Do these statements agree with the hackathon post below? For each, answer yes or no and quote the words from the post that settle it. (a) Microsoft Canada organized the event. (b) The team won in the Data Modelling category. (c) The writer stayed for the final demo.

• [Source extract]:

---+---

Big Data, what a term! Some people instantly think of a huge, sometimes cumbersome volume of information, while others define it with three or four Vs (volume, velocity, variety, and variability). Debates and other social and technical events are organized in order to promote various technologies that work with big data sets.
One of these events (Big Data Hackathon in Mississauga on March 13-14, 2015) was organized by Microsoft Canada to call for data scientists, developers and simply data enthusiasts for a contest to select a specific data science problem and then solve it with the help of Microsoft Big Data and BI tools in 2 categories (Data Modelling and Data Visualization). And our team won in the Data Visualization category (https://learn.microsoft.com/en-ca/archive/blogs/cansql/big-data-hackathon-a-story-from-a-winning-team)!
I didn’t stay for a final demo, was a bit tired and left early Saturday afternoon after working all night on a PowerPivot model and Power Map tour.

---+---

• [Dataset excerpts]:
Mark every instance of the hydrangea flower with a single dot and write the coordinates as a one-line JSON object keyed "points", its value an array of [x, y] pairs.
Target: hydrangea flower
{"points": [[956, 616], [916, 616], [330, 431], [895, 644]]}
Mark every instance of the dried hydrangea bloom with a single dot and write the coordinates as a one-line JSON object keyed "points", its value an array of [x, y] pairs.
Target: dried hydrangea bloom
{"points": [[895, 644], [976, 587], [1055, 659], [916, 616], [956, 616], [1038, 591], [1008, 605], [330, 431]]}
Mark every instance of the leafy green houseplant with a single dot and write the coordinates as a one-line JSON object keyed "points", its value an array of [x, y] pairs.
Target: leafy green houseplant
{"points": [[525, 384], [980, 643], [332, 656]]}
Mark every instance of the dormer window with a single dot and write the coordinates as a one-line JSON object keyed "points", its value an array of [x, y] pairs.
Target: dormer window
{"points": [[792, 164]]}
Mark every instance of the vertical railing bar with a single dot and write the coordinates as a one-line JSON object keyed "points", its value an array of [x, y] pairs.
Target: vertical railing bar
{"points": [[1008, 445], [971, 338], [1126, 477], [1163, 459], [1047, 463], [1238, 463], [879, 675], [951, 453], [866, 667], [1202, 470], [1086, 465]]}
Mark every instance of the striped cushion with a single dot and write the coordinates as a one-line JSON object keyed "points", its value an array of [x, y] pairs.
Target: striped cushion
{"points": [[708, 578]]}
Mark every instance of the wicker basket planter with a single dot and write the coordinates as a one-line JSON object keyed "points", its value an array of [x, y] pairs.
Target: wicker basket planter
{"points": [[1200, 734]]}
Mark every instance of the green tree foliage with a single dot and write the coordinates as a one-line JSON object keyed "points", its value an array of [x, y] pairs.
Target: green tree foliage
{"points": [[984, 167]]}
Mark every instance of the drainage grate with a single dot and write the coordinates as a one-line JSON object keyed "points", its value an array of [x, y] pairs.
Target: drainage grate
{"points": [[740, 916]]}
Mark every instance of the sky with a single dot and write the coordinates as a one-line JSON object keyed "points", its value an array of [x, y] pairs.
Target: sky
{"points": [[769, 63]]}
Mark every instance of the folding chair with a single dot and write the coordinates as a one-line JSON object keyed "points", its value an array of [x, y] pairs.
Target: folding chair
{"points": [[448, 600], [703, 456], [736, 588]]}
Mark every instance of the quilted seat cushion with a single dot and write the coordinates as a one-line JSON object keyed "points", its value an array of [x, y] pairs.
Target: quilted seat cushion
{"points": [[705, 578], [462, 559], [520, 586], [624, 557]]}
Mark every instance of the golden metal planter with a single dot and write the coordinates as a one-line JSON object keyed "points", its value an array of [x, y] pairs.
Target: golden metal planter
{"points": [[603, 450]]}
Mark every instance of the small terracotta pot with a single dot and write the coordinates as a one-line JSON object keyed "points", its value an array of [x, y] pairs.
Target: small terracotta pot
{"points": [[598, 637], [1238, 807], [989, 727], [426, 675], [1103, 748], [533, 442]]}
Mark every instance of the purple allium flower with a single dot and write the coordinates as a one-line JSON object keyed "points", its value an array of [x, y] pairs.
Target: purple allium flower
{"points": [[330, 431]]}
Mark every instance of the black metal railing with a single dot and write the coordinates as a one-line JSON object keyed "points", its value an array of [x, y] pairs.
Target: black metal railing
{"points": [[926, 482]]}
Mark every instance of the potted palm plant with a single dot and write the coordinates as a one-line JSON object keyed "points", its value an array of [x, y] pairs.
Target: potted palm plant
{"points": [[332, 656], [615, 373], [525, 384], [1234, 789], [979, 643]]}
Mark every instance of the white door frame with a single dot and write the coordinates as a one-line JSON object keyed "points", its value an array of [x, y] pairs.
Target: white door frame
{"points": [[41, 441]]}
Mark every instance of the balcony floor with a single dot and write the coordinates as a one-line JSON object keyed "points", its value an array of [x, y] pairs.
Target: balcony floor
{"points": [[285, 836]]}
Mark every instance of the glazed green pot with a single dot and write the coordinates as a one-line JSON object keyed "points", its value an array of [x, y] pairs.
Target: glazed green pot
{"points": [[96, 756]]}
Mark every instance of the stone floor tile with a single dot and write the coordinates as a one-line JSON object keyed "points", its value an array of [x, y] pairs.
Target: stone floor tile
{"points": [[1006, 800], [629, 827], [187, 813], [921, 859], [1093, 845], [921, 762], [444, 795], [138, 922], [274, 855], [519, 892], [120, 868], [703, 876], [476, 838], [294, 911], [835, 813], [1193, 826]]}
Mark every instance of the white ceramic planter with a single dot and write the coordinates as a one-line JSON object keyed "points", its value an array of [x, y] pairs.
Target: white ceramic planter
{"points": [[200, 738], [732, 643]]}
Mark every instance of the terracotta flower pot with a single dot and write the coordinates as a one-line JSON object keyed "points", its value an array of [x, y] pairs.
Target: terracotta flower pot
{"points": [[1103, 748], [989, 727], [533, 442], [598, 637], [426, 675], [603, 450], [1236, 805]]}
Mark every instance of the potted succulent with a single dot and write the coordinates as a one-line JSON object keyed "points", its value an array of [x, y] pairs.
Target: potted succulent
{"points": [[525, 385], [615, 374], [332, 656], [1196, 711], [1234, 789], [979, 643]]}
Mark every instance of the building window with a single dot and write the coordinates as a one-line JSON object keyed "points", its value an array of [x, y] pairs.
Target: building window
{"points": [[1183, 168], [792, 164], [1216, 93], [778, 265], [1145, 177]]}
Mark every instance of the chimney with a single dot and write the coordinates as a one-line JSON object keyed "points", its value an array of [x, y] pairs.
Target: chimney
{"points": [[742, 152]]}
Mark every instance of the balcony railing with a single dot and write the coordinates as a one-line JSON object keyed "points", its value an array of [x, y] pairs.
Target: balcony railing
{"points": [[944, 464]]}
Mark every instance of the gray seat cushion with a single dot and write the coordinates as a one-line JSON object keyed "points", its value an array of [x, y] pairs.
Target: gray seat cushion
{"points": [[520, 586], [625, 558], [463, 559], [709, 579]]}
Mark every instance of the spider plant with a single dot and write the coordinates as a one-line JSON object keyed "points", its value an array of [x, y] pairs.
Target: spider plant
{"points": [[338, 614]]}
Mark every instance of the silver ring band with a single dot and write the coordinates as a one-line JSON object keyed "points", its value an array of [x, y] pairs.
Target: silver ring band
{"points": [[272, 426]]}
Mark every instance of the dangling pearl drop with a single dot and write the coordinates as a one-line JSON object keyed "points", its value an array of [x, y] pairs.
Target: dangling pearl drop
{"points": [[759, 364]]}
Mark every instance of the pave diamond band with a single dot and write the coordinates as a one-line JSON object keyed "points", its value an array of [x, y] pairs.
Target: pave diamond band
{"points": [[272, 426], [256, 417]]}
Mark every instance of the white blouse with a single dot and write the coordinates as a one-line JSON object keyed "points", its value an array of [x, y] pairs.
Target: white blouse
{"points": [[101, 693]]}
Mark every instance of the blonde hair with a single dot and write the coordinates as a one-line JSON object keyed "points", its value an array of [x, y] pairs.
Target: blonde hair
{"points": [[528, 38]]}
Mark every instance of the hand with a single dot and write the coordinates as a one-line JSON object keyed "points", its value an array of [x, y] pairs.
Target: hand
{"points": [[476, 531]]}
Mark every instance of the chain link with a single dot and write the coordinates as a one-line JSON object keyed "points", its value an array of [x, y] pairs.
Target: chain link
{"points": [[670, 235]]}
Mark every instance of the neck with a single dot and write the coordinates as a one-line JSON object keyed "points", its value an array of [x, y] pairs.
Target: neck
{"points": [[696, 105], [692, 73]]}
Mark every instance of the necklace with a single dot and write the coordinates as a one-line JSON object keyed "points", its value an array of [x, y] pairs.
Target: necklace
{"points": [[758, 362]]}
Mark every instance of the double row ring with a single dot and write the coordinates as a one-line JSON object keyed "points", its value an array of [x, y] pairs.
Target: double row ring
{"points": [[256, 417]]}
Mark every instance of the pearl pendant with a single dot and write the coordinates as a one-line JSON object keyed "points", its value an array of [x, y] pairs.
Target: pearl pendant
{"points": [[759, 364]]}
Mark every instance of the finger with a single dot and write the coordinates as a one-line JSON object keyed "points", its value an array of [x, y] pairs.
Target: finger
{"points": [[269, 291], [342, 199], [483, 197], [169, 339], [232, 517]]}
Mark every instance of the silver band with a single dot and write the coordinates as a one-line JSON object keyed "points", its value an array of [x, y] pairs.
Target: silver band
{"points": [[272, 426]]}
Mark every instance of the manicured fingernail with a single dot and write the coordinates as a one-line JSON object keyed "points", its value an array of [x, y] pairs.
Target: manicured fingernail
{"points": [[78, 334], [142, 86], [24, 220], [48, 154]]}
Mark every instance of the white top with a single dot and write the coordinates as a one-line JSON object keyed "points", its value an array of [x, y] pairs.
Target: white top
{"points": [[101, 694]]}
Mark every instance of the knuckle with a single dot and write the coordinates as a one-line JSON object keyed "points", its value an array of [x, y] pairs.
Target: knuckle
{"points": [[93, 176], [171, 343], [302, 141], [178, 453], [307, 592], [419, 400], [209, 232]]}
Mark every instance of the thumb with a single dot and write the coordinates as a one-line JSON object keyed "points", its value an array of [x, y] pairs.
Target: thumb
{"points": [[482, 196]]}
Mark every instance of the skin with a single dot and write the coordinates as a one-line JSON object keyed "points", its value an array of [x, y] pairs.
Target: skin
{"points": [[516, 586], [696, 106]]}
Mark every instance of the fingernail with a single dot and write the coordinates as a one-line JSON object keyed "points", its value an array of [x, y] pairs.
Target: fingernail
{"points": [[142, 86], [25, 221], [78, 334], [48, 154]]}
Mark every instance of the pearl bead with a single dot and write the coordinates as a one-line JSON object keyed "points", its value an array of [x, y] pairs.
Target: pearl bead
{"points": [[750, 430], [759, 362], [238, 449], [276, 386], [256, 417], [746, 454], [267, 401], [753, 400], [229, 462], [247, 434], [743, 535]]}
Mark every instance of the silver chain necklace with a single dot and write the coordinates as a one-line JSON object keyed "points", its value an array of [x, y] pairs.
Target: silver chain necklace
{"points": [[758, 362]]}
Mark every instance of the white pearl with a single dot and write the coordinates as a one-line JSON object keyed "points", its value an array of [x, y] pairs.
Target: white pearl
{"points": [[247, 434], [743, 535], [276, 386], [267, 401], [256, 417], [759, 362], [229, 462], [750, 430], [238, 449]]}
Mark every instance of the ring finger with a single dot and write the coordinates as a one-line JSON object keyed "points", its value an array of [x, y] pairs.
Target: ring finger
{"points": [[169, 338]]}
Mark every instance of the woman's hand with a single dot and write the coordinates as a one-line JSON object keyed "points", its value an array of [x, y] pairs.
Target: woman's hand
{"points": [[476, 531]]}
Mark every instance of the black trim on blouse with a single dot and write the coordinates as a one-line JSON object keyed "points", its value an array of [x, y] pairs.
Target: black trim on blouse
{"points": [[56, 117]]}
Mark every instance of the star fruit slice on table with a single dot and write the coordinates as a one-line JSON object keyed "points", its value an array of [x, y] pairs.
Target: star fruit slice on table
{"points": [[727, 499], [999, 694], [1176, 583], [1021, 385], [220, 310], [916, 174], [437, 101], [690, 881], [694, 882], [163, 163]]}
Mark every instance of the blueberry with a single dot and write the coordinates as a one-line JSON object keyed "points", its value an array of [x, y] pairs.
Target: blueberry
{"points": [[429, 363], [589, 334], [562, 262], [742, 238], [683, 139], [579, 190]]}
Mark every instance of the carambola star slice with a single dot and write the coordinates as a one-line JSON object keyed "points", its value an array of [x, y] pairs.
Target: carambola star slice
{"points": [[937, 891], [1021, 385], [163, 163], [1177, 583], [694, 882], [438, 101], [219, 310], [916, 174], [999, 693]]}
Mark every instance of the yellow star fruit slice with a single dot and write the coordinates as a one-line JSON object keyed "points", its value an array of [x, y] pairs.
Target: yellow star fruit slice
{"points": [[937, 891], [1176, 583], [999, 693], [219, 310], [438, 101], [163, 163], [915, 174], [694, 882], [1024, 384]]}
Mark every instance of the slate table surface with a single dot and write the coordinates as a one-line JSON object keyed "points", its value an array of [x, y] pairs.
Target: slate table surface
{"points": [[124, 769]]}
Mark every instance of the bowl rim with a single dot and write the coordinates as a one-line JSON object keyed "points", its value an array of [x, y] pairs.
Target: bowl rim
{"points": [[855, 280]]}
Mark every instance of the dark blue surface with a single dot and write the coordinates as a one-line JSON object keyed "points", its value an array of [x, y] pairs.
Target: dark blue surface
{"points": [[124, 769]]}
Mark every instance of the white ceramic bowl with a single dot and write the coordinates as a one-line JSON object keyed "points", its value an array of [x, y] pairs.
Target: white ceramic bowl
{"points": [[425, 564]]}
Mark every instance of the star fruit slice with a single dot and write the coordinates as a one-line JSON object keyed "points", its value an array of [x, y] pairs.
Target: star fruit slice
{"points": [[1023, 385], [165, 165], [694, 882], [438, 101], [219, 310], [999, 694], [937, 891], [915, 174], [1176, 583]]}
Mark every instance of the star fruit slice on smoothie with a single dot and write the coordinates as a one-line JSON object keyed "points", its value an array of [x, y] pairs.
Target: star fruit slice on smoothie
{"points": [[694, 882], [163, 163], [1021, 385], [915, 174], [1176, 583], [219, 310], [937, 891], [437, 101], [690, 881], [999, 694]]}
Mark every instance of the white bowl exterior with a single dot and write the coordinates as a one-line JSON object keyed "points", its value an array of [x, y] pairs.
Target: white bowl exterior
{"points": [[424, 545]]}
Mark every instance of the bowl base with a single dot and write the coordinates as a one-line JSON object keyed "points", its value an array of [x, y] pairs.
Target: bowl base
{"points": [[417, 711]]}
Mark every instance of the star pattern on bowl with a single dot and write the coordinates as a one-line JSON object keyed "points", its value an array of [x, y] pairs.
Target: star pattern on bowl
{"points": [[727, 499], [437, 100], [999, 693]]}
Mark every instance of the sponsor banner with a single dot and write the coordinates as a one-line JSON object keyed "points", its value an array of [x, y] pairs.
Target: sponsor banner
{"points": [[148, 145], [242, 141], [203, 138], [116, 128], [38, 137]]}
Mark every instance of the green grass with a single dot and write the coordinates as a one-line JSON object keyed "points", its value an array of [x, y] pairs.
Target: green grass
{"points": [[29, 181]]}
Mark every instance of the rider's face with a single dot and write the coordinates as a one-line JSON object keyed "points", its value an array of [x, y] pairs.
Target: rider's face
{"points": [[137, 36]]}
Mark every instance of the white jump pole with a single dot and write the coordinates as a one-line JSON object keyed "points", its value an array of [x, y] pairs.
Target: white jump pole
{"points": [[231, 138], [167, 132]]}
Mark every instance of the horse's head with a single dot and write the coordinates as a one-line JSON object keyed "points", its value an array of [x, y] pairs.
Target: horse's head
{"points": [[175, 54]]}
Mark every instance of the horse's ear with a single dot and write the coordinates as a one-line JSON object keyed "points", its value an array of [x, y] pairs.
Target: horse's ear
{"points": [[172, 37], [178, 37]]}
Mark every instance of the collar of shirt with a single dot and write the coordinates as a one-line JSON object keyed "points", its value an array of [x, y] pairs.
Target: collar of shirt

---+---

• [Result of the exercise]:
(a) Yes: "was organized by Microsoft Canada"
(b) No: "our team won in the Data Visualization category"
(c) No: "I didn’t stay for a final demo"